======== PROVIDED TEXT

# Is it weird that I don't have many close friends in college?



## karina123 (Jan 27, 2018)

At college I have met multiple people that I would consider acquaintances and friends, but there is only one person who I consider a CLOSE friend (my best friend). I actually only have two close friends overall if you count people from high school. Well graduation is coming up and I’m thinking- where did I go wrong? How do I not have more close friends? What is my social life going to be like after graduation? Just wondering if this is common or bad and if anyone has advice. Thanks.


----------



## Lostbeauties (Nov 15, 2017)

Join the club. My social life disappeared when I entered college, and here I am as a sophomore. I only had one friend in high school I hung out with regularly, and she completely cut her ties with me after we graduated and went to different schools. So even with high school friends, don't have high hopes that you're still gonna be in touch in college. It's not exactly the place to make friends, but rather the place to make a career for yourself. I guess if you're lucky enough to run into someone in a club or fraternity or whatever, you'll probably have that friendship throughout college.


----------



## Twisted Records (Apr 15, 2018)

I’m in my second year at uni and I haven’t made a single friend. I don’t even really think about it anymore, I just got used to it, it became normal. I only have friends that I know from school. 

Count yourself lucky OP, you have people where you study.


----------



## Disneywoman (Apr 15, 2018)

I'm out of college and my close friends are from high school. But I haven't been able to see them


----------



## goo3 (Apr 12, 2018)

karina123 said:


> At college I have met multiple people that I would consider acquaintances and friends, but there is only one person who I consider a CLOSE friend (my best friend). I actually only have two close friends overall if you count people from high school. Well graduation is coming up and I'm thinking- where did I go wrong? How do I not have more close friends? What is my social life going to be like after graduation? Just wondering if this is common or bad and if anyone has advice. Thanks.

================
======== DATA BLOCK

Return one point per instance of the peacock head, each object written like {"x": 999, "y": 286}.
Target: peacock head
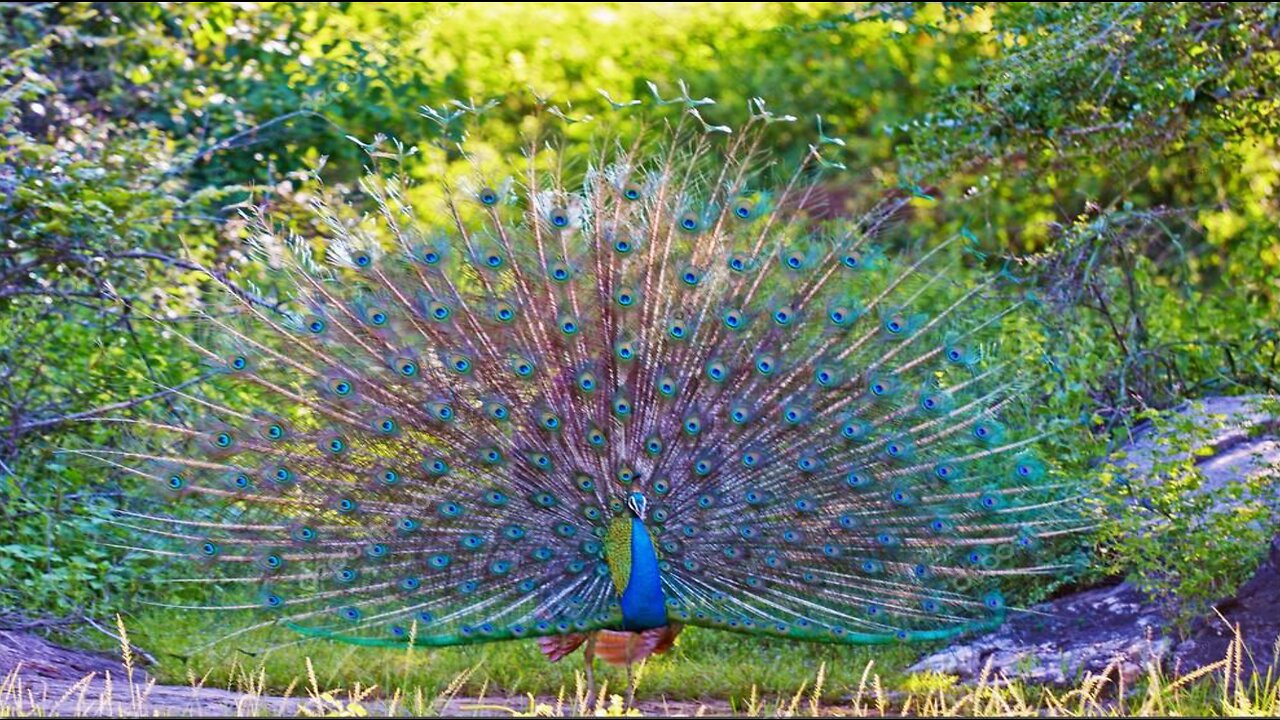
{"x": 638, "y": 504}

================

* TASK LIST
A. In the forum thread on having few close friends in college, what year of university is Twisted Records in?
B. Please carry on the forum thread on having few close friends in college, picking up right after goo3's quote of karina123's post.

* RESPONSES BY TASK
A. The second year.

B.
you know,after college i have no friends from there,but there i always was friendly and talking with some of people.


----------



## RSxo (Apr 19, 2018)

Hi there!x

Some people have lots of close friends, others don't. Some people will stay with those close friends for decades, others for days. Appreciate what you have, for it may be gone tomorrow!x

Much love <3


----------



## cosmicKitten (Mar 1, 2016)

my two closest friends are also from high school. All the friends I've made in uni thus far have slowly faded away and come back into my life at random periods. They're more "fairweather friends" than anything, which is fine really, considering we only hang out to party and stuff. It's definitely harder to make close friends here, I find- everybody's just worried about their own stuff ya know


----------



## gentlefern (May 1, 2018)

I don't think it's all that weird, especially if you're a commuter like I am, who doesn't live on campus, because you're not spending as much time there. It's much harder to make friends as an adult, because when we were younger the only necessary requirements to make friends, were proximity, and well only a handful of interests. You have to try a lot harder as an adult when making friends because you have to be entertaining, and fit in with their lifestyle, do they drink, do they not drink, do they enjoy clubbing, or reading a book. People are more picky the older they get.


----------



## andy0128 (Dec 19, 2003)

I had about 3 friends when i was at college but it still felt like few. They themselves had other friends or girlfriends so i felt a bit ridiculous when they weren't available as i had no one to hang out with. 99% of the people i went to school with i never saw again and of the ones i did they became more like enemies.


----------



## CastawayGaming (Feb 1, 2015)

Hopefully quality is better than quantity in your case


----------



## jmn51297 (Jul 7, 2018)

I'm in the same situation as you but maybe a little worse. I haven't been able to make any friends in college, though I do have acquaintances. Obviously I would like to have friends, and have had many chances to do so, but seem to be incapable of pushing myself to actually be social and personable consistently.


----------



## Tom3002 (Jan 2, 2017)

I always believed that it’s not the quantity that counts, rather the quality of the people you’re friends with. It’s much better to have just one really great friend than five who are not real friends.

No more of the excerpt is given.